Stored data:
☆ ☆ ☆ ☆

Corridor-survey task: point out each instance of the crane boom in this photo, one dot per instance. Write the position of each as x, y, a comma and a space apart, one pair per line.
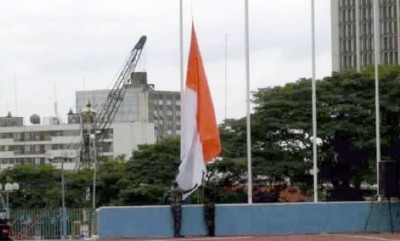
116, 95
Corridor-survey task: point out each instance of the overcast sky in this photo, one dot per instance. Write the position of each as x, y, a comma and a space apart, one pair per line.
50, 49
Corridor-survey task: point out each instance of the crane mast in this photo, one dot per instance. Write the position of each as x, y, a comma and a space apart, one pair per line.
116, 95
94, 126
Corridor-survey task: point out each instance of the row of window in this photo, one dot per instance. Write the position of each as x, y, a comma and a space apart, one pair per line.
167, 102
366, 44
16, 161
38, 136
159, 114
349, 60
386, 11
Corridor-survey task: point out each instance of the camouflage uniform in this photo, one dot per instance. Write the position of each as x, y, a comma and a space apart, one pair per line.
209, 210
175, 195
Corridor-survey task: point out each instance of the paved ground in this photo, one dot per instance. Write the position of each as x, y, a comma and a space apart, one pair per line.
311, 237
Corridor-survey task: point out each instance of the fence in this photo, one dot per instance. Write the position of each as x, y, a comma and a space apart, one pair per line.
47, 223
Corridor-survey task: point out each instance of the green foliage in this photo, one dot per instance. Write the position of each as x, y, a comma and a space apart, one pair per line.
281, 149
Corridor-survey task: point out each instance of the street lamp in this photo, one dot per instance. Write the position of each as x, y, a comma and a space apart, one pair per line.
9, 187
93, 138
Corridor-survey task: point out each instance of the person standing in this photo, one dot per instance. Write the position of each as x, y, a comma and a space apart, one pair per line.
175, 198
209, 210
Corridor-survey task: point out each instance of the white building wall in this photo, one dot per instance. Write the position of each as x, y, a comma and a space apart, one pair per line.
127, 136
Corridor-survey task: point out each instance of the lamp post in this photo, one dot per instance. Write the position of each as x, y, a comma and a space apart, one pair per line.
9, 187
64, 213
93, 139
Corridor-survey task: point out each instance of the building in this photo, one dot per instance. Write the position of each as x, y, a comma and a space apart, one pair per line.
353, 33
57, 143
141, 103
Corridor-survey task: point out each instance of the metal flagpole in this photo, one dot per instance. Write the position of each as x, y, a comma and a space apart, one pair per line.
226, 75
314, 105
377, 110
181, 44
249, 166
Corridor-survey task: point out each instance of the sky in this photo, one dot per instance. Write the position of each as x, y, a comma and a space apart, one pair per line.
51, 49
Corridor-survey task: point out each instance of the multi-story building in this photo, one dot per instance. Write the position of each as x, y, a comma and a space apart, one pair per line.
57, 143
141, 103
353, 33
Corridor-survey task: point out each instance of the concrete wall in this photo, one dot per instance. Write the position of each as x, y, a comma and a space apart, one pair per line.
257, 219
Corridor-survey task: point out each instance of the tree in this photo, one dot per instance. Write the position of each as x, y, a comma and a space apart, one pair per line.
346, 127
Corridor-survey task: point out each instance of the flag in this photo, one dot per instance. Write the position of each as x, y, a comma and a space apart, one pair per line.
199, 132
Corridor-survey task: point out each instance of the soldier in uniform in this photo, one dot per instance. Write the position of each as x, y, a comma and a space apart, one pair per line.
175, 198
209, 210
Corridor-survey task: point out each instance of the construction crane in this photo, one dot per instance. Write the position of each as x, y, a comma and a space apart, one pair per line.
101, 123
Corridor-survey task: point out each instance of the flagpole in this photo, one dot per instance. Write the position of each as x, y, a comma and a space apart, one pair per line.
377, 106
314, 105
249, 166
181, 45
226, 75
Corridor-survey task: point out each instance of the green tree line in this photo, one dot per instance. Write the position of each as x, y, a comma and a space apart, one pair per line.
281, 131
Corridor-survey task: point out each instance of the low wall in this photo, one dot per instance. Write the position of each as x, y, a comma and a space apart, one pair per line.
256, 219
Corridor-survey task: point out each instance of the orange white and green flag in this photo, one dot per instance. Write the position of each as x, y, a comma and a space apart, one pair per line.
200, 141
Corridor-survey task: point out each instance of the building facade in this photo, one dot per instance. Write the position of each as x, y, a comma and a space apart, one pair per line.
353, 33
54, 144
142, 104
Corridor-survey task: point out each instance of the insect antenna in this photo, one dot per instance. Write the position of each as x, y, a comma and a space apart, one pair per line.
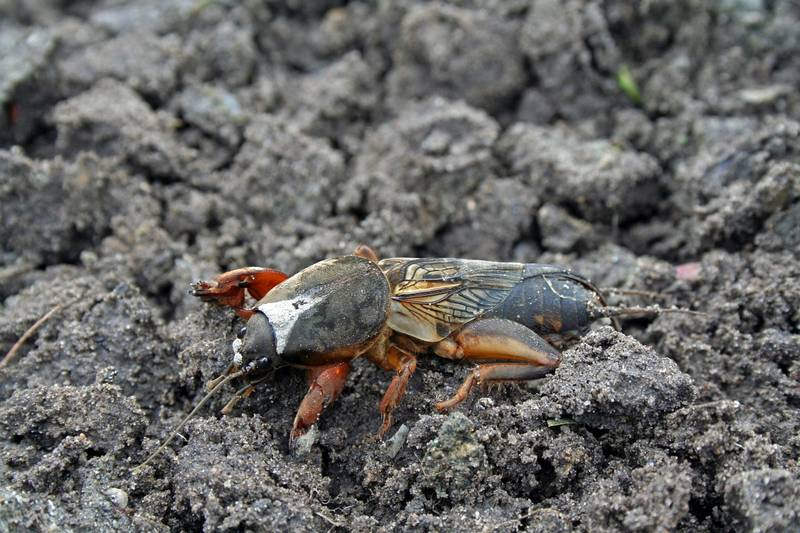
188, 417
634, 292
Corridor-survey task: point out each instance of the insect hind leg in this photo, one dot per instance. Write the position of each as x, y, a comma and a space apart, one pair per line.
488, 374
510, 352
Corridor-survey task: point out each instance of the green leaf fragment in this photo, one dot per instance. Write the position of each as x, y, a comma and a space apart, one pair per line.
628, 84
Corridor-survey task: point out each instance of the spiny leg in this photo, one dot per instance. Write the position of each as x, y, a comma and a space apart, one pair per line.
324, 385
229, 288
521, 355
404, 364
493, 373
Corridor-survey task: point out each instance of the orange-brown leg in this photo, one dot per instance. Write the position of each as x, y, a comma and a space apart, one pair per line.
494, 373
229, 288
324, 385
521, 355
405, 364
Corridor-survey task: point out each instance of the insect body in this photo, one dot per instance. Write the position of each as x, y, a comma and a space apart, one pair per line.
505, 317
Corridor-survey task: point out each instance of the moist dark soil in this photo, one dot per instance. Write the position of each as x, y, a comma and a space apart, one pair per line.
651, 146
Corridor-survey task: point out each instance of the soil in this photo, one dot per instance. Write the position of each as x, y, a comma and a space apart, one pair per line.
651, 146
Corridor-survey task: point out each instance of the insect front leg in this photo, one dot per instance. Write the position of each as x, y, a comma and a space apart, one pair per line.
520, 354
324, 385
228, 289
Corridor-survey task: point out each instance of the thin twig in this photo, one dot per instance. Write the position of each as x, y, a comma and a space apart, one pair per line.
27, 335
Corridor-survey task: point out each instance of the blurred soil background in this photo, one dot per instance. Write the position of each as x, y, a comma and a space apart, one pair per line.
649, 145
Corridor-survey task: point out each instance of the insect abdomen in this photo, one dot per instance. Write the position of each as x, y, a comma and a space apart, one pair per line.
548, 304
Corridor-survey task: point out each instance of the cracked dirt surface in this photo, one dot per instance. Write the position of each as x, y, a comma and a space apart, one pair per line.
651, 146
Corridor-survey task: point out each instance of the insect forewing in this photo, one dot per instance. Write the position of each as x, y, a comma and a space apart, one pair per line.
433, 297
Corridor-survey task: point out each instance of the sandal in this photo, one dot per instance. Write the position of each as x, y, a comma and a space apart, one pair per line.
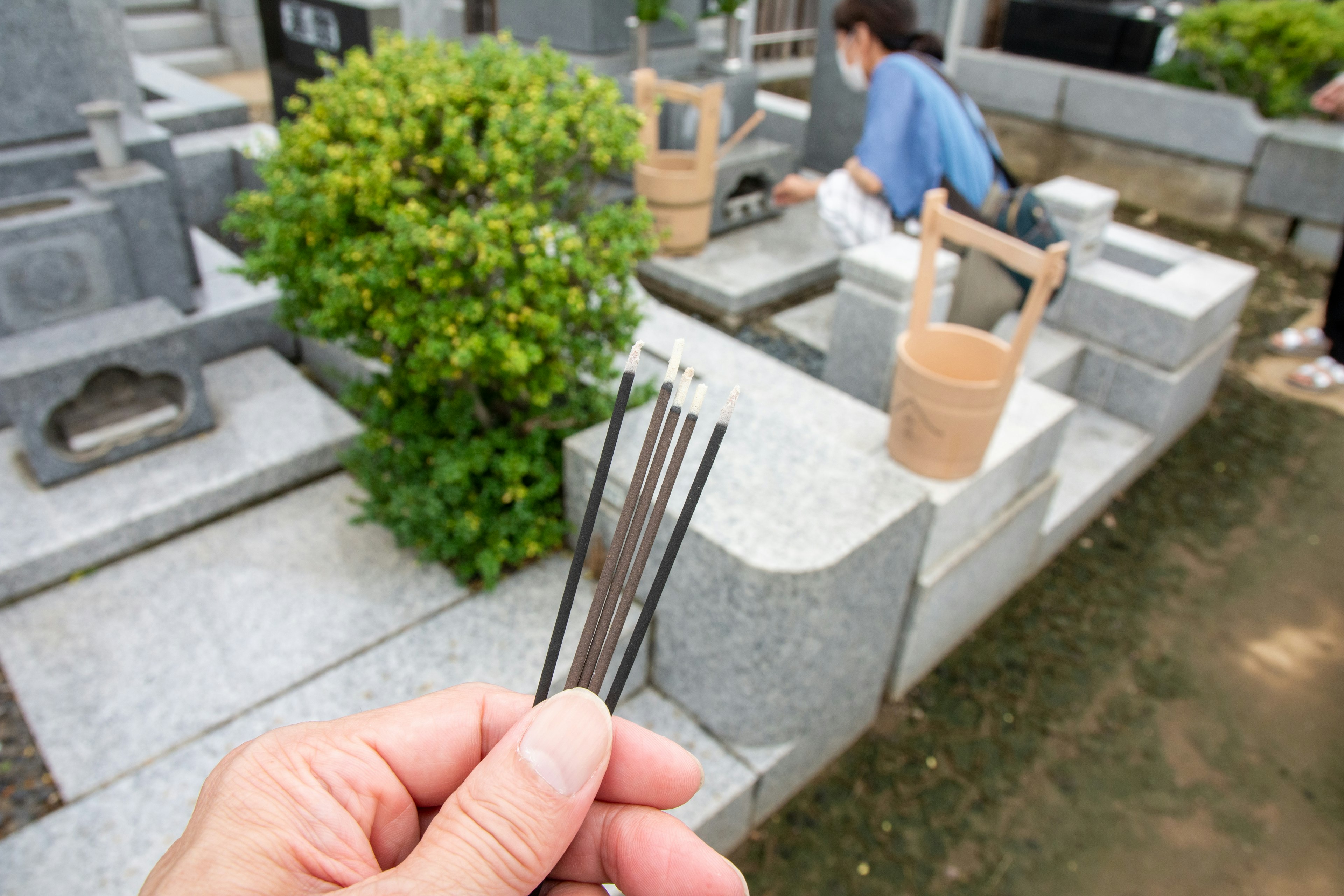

☆ ☆ ☆ ☆

- Exercise
Turn each line of the material above into a Markdown table with the columns Row and Line. Number the rows, skip blank lines, and leave the pictures out.

- Answer to the task
| Row | Line |
|---|---|
| 1 | Corridor-survey task: point out each instance of the crane boom in this photo, one dot per instance. Write the position of each as x, y, a comma and a space apart, one pair per line. |
| 2 | 116, 95 |
| 3 | Corridor-survey task: point out each instance of the overcast sky in this photo, one dot per instance. Write the position of each as x, y, a comma and a space apart, one pair per line. |
| 4 | 50, 49 |
| 5 | Corridor-survey task: point out each instance of the crane mast in this photo, one dot per instance. Write the position of each as x, y, a comma and a space apart, one pair per line. |
| 6 | 116, 95 |
| 7 | 94, 126 |
| 8 | Corridor-survey task: point out each instance of the row of window in this photo, one dot per instance. Write the position of each as x, y, a comma and a space apart, one pair per line. |
| 9 | 167, 102 |
| 10 | 366, 44 |
| 11 | 16, 161 |
| 12 | 38, 136 |
| 13 | 159, 114 |
| 14 | 349, 60 |
| 15 | 386, 11 |
| 16 | Corridor-survey task: point out each instance of the camouflage uniform in this photo, one dot per instance. Write the position of each as x, y, a comma and a space apart, one pair per line. |
| 17 | 209, 210 |
| 18 | 175, 195 |
| 19 | Corridor-survey task: point out each instance of the paved ground in this photo, one dot per instance. Write the position of each as x, y, a comma and a space apart, one pair per line. |
| 20 | 311, 237 |
| 21 | Corridor-survey task: point out each instance of the fence in this photo, one dot per instance. Write the position of each as x, y, a comma and a space apart, one pair per line. |
| 22 | 47, 223 |
| 23 | Corridor-survey task: point out each instance of the green foliage in this photo, one dot per instance. Write the position of each as x, y, a comma and a space apart, one pair per line. |
| 24 | 281, 149 |
| 25 | Corridor-survey task: point out each instance of the street lamp in this photo, one dot per instance. Write the position of each as x, y, a comma and a space apart, one pair per line. |
| 26 | 9, 187 |
| 27 | 93, 138 |
| 28 | Corridor-survey task: point out each instance of the person standing in this photo, one dot per instance. Write the position of each as x, y, a comma and a space apart, one pair per line. |
| 29 | 175, 198 |
| 30 | 209, 210 |
| 31 | Corridor-survey task: point out each instance of the white building wall in this photo, one dot per instance. Write the position of each as x, y, a comma and a space apart, one pair per line. |
| 32 | 127, 136 |
| 33 | Corridor-survey task: point out each instance of the lamp post in this photo, one dot per instance. Write the position of each as x, y, a comma and a space apart, one pair per line. |
| 34 | 9, 187 |
| 35 | 64, 213 |
| 36 | 93, 139 |
| 37 | Corridor-survey task: point out each instance of the building in this photo, one dot per instance. Write the position of each as x, y, a comma and a space apart, one pair per line. |
| 38 | 353, 33 |
| 39 | 57, 143 |
| 40 | 141, 103 |
| 41 | Corridor-survey task: point out each instance of the metal flagpole in this photo, one dot per instance. Write the position of each as x, y, a comma and a space apart, one pair per line. |
| 42 | 226, 75 |
| 43 | 314, 105 |
| 44 | 377, 110 |
| 45 | 181, 44 |
| 46 | 249, 166 |
| 47 | Corridor-survey task: point out each instance of the sky in this photo, one dot per instance. Write the position of each as x, y, a comma and a space apart, one pair per line. |
| 48 | 51, 49 |
| 49 | Corridor-survey task: point out each instance of the multi-story building in this photo, one dot per instance. Write the position of each as x, y, a comma and a space apart, one pair per line. |
| 50 | 57, 143 |
| 51 | 141, 103 |
| 52 | 353, 33 |
| 53 | Corridor-survey task: point out each instance of the concrete wall in this photo, one dot per instance. Write the position of each as x, y, a comma and a space apart, one pair per line. |
| 54 | 257, 219 |
| 55 | Corridor-survey task: point out each instance of the tree in this photo, one dot per instance. Write the position of each as x, y, a comma and a space apart, one pair per line. |
| 56 | 346, 127 |
| 57 | Corridor-survey task: point out each instance of the flag in this photo, one dot per instance. Write the position of each as x, y, a comma and a space apart, one pair per line. |
| 58 | 199, 132 |
| 59 | Corridor-survey task: point out each instance of the soldier in uniform in this photo, one dot per instance. Write the position of each as x, y, a comma and a space apart, one pair per line. |
| 60 | 175, 198 |
| 61 | 209, 210 |
| 62 | Corridor-survey task: point out each instance of the construction crane in this photo, one dot per instance. Write the position of each as x, y, a comma and a space apart, one pair per line. |
| 63 | 101, 123 |
| 64 | Corridor-survey task: point out each instance of the flagpole in this photo, one dot per instance. Write the position of each as x, y, a comma and a space apart, one pair per line. |
| 65 | 377, 106 |
| 66 | 314, 105 |
| 67 | 249, 166 |
| 68 | 181, 45 |
| 69 | 226, 75 |
| 70 | Corridor-survey task: point out each instance of the green tree line in this photo, one dot per instance. Write the position of each as x, y, a comma and a space apart, one pair per line. |
| 71 | 281, 131 |
| 72 | Corridor-survey task: point out each instance of the low wall in this photo, one dot per instance. Write the position of each as x, y, a comma and a space apart, one pair per line. |
| 73 | 256, 219 |
| 74 | Corridor-survey task: point out each instance of the orange white and green flag in this photo, one dot per instance. Write the position of each as x, y, a comma and a space apart, one pair per line. |
| 75 | 200, 141 |
| 76 | Corridor-survey task: point out each instance of the building facade in this photo, one dot per instance. Write the position of each as x, y, a comma and a space apart, one pair per line. |
| 77 | 353, 33 |
| 78 | 54, 144 |
| 79 | 142, 104 |
| 80 | Corridor-survey task: point out each instance of the insect antenna in this photo, one dot per instance. Write the position of each as x, y, a comma and a space apart, one pair per line. |
| 81 | 188, 417 |
| 82 | 634, 292 |
| 83 | Corridor-survey task: point out each instance of the insect hind leg in this photo, one dot per instance. Write the position of each as x, y, a comma and a space apart, one pair per line. |
| 84 | 488, 374 |
| 85 | 510, 352 |
| 86 | Corridor-survey task: point out each instance of the green leaf fragment in this photo, one dot per instance. Write the position of each as x, y, a comma and a space apart, one pair per line. |
| 87 | 628, 84 |
| 88 | Corridor-survey task: point out each instance of the spiny leg in this photo, one dot per instance. Write the position of each as x, y, a comma and a space apart, one pair per line. |
| 89 | 324, 385 |
| 90 | 229, 288 |
| 91 | 521, 355 |
| 92 | 404, 364 |
| 93 | 493, 373 |
| 94 | Corridor-survey task: point out each instance of the orange-brown leg in this photo, one dot per instance. Write the position of each as x, y, a comma and a space apart, one pair per line. |
| 95 | 494, 373 |
| 96 | 229, 288 |
| 97 | 324, 385 |
| 98 | 521, 355 |
| 99 | 405, 364 |
| 100 | Corridor-survey task: point out each instance of the insect body in this photo, one dot per instance. Write the position of each as x, y, a comma and a space apart, one pair per line. |
| 101 | 505, 317 |
| 102 | Corridor-survey task: point out each instance of the moist dark soil in this photo, one dot per instance. Write the position of each as x, y, a comma and a space apart, one pair per line. |
| 103 | 651, 146 |
| 104 | Corridor-survey task: point out each instance of the soil in this photo, one dot per instance. Write the position of each as x, y, a comma and a space apart, one pair per line. |
| 105 | 651, 146 |
| 106 | Corridor-survey task: point out each instance of the insect front leg in this photo, one dot per instance. Write the position of each as x, y, a comma and a space apart, one pair per line. |
| 107 | 520, 354 |
| 108 | 324, 385 |
| 109 | 228, 289 |
| 110 | Corridor-survey task: point out each instance of the thin twig in this photo, one dot per instance. Write the position of each as x, y, a comma and a space apart, one pair per line. |
| 111 | 27, 335 |
| 112 | Corridor-survey task: point out each instance of the blurred soil background in this photo, one dot per instance. Write the position of each as x, y, a comma and a space apart, one pair per line. |
| 113 | 649, 145 |
| 114 | Corridor-survey task: point out each instance of the insect abdomen in this photo, one dot per instance. Write the position of each as x, y, a comma and a space apart, one pair per line. |
| 115 | 548, 304 |
| 116 | Corridor-survey task: point out each instance of the cracked dirt surface in this photo, one dot per instance. Write the position of each as x, y, a comma and a space apart, one pair per line. |
| 117 | 651, 146 |
| 118 | Corridor-survey task: point out each instance of the insect forewing in this photo, one dot per instance. Write the position of each as x, y, a comma and a space apart, one pair per line. |
| 119 | 433, 297 |
| 120 | Corridor-survey task: point out each instance of the sandal in this photo, one dot per instance. Write the position of each as x, y, a comma and a space apart, one pair per line. |